__SOURCE TEXT__.
____________
Sunday, June 12, 2011

Sunday morning

Ella and I managed a walk in the park both this morning and yesterday morning, squeezed in between downpours and showers. It has rained for what feels like 40 days. The potted flowers and plants I put out on the back steps 2 weeks ago are so saturated that the latest rain just lays on top of the soil so the plants appear to be growing in 3 or 4 inches of water. I keep pouring it out. Rain keeps putting it back. Still we squeezed in walks both days during a period of non-rain, still damp, but not soaking.

I had thought this week would be the peak of the roses in the rose garden at the park, and perhaps it would have been if the ceaseless rain and accompanying wind had not beaten down the bushes creating what I admit is a lovely scattering of multi-colored and sweet smelling petals below the rows of rose bushes. Only the newly planted annuals in the annual garden seemed to be thriving; elsewhere the plants had a worn out, damp and distressed look. Good for the ducks and geese, however, who have been venturing from the pond into the various open fields of the park to graze, I presume on worms and insects driven out of the ground by the water to avoid drowning, only to be gobbled up by hungry fowl. No heron either yesterday or today. Perhaps she's seeking shelter under the tall pines on the little island in the middle of the north side of the pond.
____________
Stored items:

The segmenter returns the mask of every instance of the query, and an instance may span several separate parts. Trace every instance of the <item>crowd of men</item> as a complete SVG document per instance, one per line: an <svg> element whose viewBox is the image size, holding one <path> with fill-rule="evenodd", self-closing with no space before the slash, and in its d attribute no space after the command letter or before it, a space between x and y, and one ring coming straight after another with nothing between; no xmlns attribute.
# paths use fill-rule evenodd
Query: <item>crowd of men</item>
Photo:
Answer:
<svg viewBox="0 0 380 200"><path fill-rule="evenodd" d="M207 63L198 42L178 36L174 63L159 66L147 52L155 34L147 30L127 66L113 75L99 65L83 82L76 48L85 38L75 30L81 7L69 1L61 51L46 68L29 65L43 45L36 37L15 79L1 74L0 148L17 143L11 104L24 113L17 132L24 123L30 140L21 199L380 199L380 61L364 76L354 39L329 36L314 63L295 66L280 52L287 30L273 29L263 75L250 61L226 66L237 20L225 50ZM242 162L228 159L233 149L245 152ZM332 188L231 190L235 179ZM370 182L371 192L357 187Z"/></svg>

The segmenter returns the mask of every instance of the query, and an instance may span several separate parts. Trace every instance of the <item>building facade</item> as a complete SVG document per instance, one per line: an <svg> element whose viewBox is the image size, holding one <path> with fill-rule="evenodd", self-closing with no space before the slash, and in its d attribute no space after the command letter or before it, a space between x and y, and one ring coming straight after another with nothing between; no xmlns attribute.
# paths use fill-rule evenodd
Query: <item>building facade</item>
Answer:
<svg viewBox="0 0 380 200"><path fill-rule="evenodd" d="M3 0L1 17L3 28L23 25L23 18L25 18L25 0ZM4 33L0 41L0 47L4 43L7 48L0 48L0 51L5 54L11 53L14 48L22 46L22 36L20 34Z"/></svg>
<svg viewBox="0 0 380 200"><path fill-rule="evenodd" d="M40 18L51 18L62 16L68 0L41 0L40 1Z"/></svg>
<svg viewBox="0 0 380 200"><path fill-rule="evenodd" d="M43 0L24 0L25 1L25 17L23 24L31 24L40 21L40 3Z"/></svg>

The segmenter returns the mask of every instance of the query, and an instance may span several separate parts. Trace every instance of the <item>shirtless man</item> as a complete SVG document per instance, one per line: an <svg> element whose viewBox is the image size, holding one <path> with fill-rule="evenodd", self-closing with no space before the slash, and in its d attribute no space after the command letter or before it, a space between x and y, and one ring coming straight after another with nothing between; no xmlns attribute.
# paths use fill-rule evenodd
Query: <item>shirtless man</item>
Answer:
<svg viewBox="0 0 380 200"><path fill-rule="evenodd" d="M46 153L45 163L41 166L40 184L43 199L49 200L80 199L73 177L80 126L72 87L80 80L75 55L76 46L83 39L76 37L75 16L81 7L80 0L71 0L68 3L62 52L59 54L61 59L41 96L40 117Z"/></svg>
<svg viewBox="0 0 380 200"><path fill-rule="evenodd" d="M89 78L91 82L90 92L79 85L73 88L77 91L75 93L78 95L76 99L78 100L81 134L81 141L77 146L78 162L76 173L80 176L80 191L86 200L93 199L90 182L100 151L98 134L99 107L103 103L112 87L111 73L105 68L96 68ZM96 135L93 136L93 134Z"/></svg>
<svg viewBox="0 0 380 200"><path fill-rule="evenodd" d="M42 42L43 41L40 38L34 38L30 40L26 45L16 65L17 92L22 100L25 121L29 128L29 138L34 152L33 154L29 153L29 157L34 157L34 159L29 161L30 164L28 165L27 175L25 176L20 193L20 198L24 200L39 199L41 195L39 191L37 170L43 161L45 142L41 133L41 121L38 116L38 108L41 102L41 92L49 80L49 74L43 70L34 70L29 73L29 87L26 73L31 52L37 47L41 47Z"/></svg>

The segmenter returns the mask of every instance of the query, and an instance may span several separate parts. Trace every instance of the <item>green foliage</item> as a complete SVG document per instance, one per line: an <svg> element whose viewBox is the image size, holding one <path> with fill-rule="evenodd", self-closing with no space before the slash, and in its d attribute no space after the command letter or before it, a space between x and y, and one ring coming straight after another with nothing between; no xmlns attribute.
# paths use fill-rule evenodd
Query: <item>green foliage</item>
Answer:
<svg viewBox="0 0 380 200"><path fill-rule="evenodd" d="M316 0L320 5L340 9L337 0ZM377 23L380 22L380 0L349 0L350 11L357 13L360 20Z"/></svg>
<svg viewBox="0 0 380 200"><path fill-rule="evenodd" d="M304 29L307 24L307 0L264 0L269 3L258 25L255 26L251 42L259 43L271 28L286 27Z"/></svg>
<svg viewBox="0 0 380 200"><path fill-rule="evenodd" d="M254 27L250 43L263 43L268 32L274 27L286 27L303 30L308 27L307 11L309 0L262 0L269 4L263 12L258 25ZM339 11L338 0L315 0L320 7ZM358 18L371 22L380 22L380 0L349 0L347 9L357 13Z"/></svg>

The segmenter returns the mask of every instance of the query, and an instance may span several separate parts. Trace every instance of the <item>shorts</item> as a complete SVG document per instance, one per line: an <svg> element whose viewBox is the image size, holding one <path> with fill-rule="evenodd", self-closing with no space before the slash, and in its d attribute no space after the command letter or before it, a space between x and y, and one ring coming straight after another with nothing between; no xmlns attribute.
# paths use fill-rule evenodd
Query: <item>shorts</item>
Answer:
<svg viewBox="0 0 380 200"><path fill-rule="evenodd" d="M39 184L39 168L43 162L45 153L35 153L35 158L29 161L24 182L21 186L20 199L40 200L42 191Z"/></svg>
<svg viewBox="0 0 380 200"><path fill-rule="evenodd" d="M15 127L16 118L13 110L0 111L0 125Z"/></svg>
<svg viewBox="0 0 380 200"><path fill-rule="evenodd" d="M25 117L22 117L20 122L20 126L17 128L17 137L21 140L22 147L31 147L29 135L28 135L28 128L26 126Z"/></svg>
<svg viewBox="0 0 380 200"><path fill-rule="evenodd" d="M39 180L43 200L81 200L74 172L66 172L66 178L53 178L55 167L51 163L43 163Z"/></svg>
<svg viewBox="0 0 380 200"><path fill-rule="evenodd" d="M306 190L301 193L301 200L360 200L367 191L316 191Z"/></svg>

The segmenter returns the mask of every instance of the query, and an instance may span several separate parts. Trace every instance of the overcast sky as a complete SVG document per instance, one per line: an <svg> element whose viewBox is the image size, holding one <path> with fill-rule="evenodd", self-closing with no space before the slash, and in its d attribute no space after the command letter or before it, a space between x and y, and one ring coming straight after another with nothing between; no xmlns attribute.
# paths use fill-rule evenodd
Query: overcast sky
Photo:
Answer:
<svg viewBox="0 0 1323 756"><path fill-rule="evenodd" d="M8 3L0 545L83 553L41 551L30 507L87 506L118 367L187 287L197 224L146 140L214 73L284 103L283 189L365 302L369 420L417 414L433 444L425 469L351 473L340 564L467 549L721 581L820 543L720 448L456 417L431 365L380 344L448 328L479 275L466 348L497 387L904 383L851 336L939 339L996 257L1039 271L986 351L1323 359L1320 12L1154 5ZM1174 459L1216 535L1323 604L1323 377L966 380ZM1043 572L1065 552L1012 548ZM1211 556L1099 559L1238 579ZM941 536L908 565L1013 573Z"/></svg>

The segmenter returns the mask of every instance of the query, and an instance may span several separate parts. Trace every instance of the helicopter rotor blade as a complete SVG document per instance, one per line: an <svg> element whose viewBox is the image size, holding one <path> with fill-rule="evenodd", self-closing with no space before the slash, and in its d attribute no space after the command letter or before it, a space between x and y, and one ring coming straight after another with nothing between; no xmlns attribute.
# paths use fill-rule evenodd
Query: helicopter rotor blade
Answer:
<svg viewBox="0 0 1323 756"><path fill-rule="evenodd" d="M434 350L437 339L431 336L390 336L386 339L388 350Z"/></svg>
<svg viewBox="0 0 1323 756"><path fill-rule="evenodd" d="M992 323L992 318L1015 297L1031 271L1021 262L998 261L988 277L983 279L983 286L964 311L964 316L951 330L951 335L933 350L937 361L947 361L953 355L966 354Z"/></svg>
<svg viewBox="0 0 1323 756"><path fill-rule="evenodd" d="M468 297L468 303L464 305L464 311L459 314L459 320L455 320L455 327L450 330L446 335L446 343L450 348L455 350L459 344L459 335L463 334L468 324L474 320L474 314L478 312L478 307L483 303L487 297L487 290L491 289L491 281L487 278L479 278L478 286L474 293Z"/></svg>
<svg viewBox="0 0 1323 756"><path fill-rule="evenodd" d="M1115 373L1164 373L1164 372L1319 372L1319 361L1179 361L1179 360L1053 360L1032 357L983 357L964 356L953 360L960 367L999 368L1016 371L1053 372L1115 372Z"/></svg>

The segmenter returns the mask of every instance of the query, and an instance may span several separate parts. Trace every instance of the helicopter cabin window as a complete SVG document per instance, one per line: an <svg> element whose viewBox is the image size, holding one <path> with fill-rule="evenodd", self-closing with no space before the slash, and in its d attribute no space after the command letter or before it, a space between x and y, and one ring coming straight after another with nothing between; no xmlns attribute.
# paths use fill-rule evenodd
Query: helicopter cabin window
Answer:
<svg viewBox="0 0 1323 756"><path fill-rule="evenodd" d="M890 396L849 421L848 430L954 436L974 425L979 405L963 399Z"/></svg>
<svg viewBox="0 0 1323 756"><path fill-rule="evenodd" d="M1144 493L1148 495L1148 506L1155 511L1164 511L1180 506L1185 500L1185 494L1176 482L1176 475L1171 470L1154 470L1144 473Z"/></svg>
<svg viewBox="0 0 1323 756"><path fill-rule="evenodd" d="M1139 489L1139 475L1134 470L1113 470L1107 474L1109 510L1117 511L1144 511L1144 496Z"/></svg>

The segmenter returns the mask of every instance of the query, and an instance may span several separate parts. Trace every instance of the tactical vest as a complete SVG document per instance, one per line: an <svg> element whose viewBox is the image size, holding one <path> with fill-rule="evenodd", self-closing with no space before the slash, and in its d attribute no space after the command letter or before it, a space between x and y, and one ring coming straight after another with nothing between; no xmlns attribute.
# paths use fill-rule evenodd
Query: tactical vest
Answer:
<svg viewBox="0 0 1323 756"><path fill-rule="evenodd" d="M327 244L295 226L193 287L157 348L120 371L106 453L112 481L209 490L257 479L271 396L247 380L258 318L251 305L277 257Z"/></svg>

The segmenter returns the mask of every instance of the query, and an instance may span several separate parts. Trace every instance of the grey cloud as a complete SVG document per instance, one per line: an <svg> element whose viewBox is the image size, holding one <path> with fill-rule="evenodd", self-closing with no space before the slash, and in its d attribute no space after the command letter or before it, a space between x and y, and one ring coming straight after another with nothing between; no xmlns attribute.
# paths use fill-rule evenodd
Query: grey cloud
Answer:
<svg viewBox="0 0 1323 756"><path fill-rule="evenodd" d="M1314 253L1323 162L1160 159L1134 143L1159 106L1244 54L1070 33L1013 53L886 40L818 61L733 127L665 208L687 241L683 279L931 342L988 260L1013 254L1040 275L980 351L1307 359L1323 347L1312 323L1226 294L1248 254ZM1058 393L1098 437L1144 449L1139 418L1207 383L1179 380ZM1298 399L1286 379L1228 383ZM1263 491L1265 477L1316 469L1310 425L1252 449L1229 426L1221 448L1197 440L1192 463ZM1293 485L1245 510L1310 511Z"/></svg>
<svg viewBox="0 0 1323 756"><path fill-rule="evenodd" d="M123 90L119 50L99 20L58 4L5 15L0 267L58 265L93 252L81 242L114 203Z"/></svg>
____________
__WHAT YOU WILL DO__.
Answer these questions using the journal entry about the park walks.
1. How long ago were the potted flowers and plants put out on the back steps?
2. Which plants in the park seemed to be thriving?
3. Which bird was not seen either yesterday or today?

__SOLUTION FOR THIS EXERCISE__.
1. 2 weeks ago.
2. The newly planted annuals in the annual garden.
3. The heron.